▸ GOAL
Copy every entry exactly.

▸ DATA FOR THE TASK
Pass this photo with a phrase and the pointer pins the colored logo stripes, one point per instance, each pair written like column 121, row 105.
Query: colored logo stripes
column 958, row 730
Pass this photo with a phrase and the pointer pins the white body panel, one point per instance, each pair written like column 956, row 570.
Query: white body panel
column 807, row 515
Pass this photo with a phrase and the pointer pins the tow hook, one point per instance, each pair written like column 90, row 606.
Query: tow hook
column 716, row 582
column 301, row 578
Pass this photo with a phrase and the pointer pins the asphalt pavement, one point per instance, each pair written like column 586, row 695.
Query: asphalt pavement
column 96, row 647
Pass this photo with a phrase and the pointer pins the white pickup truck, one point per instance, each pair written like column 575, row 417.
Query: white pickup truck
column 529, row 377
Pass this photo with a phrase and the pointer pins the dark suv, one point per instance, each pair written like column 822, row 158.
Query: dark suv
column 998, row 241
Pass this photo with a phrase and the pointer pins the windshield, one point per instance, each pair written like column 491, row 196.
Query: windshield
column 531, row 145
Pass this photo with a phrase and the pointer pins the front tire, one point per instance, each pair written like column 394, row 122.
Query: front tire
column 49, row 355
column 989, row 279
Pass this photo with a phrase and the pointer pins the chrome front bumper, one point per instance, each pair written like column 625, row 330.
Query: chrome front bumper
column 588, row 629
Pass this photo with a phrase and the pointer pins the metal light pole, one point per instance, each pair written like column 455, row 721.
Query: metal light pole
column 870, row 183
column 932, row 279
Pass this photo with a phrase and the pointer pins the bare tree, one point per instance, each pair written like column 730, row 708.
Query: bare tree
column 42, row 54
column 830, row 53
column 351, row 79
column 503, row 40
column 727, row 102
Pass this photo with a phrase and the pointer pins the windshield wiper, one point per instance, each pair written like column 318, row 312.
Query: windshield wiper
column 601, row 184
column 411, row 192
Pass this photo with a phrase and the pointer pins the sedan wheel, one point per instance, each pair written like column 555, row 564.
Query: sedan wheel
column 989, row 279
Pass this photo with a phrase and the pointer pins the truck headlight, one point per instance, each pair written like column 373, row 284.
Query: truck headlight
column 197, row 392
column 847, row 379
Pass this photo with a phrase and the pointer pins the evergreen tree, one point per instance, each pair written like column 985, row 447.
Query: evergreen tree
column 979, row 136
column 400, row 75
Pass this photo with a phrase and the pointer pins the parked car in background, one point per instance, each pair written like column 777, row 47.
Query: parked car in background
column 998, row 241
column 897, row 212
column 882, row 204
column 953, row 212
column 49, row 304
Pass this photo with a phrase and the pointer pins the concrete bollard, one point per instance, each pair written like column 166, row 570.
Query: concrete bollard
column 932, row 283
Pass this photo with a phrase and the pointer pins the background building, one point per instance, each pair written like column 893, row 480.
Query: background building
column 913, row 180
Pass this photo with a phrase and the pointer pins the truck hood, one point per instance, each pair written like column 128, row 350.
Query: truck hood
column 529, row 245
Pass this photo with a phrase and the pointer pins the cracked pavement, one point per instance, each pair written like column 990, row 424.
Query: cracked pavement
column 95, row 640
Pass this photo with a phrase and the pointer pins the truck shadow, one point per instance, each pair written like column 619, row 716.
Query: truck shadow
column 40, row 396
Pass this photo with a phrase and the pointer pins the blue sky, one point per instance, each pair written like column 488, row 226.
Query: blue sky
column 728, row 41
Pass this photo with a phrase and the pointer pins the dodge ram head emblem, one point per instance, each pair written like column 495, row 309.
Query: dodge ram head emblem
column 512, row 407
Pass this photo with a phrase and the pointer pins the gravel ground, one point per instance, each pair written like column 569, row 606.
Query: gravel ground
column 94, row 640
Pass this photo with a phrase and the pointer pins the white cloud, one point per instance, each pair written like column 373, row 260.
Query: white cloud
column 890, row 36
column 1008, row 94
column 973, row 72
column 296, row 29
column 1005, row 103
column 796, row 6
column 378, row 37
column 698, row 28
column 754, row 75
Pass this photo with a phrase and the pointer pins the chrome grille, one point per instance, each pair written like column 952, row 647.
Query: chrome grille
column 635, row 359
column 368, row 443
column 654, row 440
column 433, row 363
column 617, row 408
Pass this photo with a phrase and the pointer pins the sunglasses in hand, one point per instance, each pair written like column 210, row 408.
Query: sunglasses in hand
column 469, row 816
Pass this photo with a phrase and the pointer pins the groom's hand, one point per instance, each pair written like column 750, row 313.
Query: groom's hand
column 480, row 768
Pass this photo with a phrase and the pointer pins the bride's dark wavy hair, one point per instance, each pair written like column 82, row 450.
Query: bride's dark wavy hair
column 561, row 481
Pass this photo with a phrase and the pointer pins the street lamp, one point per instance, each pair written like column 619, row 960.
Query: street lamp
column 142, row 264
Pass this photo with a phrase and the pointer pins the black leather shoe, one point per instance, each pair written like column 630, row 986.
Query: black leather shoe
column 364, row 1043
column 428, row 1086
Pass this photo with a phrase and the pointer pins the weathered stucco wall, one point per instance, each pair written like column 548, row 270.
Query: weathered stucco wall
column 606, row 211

▸ COMPLETE OUTPUT
Pass this photo with a phrase and the pointer pins the colored logo stripes, one point per instance, each pair written like column 121, row 105.
Query: colored logo stripes
column 958, row 730
Pass this photo with a phrase and the pointer pins the white body panel, one point per instance, each pair written like column 956, row 570.
Query: white body panel
column 807, row 515
Pass this photo with a phrase and the pointer pins the tow hook, one point per instance, each pair written like column 90, row 606.
Query: tow hook
column 716, row 582
column 301, row 578
Pass this photo with a phrase and the pointer pins the asphalt pavement, one point per instance, each pair written like column 586, row 695.
Query: asphalt pavement
column 96, row 647
Pass this photo with a phrase and the pointer pins the white pickup truck, one point per instance, each pair written like column 575, row 417.
Query: white pickup truck
column 529, row 377
Pass this photo with a phrase and the pointer pins the dark suv, one point per instance, each pair written like column 822, row 158.
Query: dark suv
column 998, row 241
Pass this photo with a phrase and the pointer pins the windshield, one point per instance, each pair written like column 491, row 196.
Query: windshield
column 531, row 145
Pass this photo with a phrase and the pointer pins the front tire, one point per instance, each pair written like column 394, row 122.
Query: front tire
column 49, row 355
column 989, row 279
Pass this photo with a phrase and the pointer pins the chrome front bumper, one point per instance, each pair written like column 625, row 330.
Query: chrome front bumper
column 588, row 629
Pass this photo with a phrase and the pointer pins the metal light pole, one point per instance, each pair written like column 455, row 721.
Query: metal light pole
column 870, row 183
column 932, row 279
Pass this photo with a phrase and the pointer pins the bare tree, one point per instance, each pair written like column 730, row 708.
Query: bare tree
column 42, row 54
column 830, row 53
column 351, row 79
column 503, row 40
column 727, row 102
Pass this photo with a phrase and the pointer pins the windshield wiper, one point per instance, each pair written like column 318, row 312.
Query: windshield wiper
column 601, row 184
column 411, row 192
Pass this photo with a phrase and the pointer pins the sedan wheel, one point per instance, each pair written like column 555, row 564.
Query: sedan wheel
column 989, row 279
Pass this photo with a phrase and the pointer pins the truck headlight, one point per instance, each pair written like column 373, row 284.
Query: truck headlight
column 197, row 392
column 847, row 379
Pass this photo with a phrase and the pointer pins the evergreen tree, one point per instance, each pair written like column 985, row 447.
Query: evergreen tree
column 979, row 136
column 400, row 75
Pass this photo with a phrase and the pointer pins the parked car in background, one point per instance, each pair written like column 777, row 47.
Query: parked car in background
column 998, row 241
column 897, row 212
column 882, row 204
column 953, row 212
column 49, row 304
Pass this photo with a phrase and the pointer pins the concrete bollard, one point per instance, each pair written like column 166, row 570.
Query: concrete bollard
column 932, row 283
Pass this photo with a phrase and the pointer pins the background building, one point per instance, each pair written like column 893, row 480.
Query: background building
column 913, row 180
Pass this photo with a phrase and the pointer pins the truck hood, one point per instance, each pair written like column 128, row 350.
Query: truck hood
column 529, row 245
Pass this photo with a phrase and the pointer pins the cracked pavement, one point per instance, each pair written like column 990, row 424.
Query: cracked pavement
column 95, row 640
Pass this photo with a phrase and the pointer pins the truck shadow, one point per instance, each pair written like column 619, row 716.
Query: truck shadow
column 40, row 396
Pass this photo with a phrase and the pointer pins the blue sky, one point per instance, each pair written like column 488, row 226.
Query: blue sky
column 728, row 41
Pass this photo with a phrase and the pointer pins the dodge ram head emblem, one point per instance, each pair written like column 495, row 309.
Query: dodge ram head emblem
column 512, row 407
Pass this photo with a phrase and the pointer pins the gravel ground, one point per instance, each pair written like column 569, row 606.
Query: gravel ground
column 94, row 640
Pass this photo with a phrase and the pointer pins the white cloud, one point per instance, each pair written like column 373, row 260.
Query: white cloud
column 890, row 36
column 1008, row 94
column 973, row 72
column 296, row 29
column 1005, row 103
column 796, row 6
column 378, row 37
column 698, row 28
column 754, row 75
Pass this photo with a phrase and the pointer pins the chrome grille, one point per instance, each pair written like column 952, row 647.
Query: chrome grille
column 635, row 359
column 368, row 443
column 654, row 440
column 433, row 363
column 617, row 408
Pass this photo with a phrase and the pointer pins the sunglasses in hand, one point per instance, each pair written like column 210, row 408.
Query: sunglasses in hand
column 469, row 816
Pass this photo with a phrase and the pointer pins the groom's hand, one point per instance, each pair written like column 750, row 313.
Query: groom's hand
column 480, row 768
Pass this photo with a phrase and the pointer pins the bride's dark wavy hair, one point per instance, each pair written like column 82, row 450.
Query: bride's dark wavy hair
column 561, row 481
Pass this photo with a phrase and the pointer pins the street lamp, one point per instance, each pair written like column 619, row 960.
Query: street lamp
column 142, row 264
Pass this photo with a phrase and the pointer pins the black leather shoe, one point per instance, each pair written like column 630, row 986.
Query: black leather shoe
column 364, row 1043
column 428, row 1086
Pass this photo with a phrase and the pointer pins the weathered stucco wall, one point per instance, each pair written like column 548, row 270.
Query: weathered stucco wall
column 606, row 211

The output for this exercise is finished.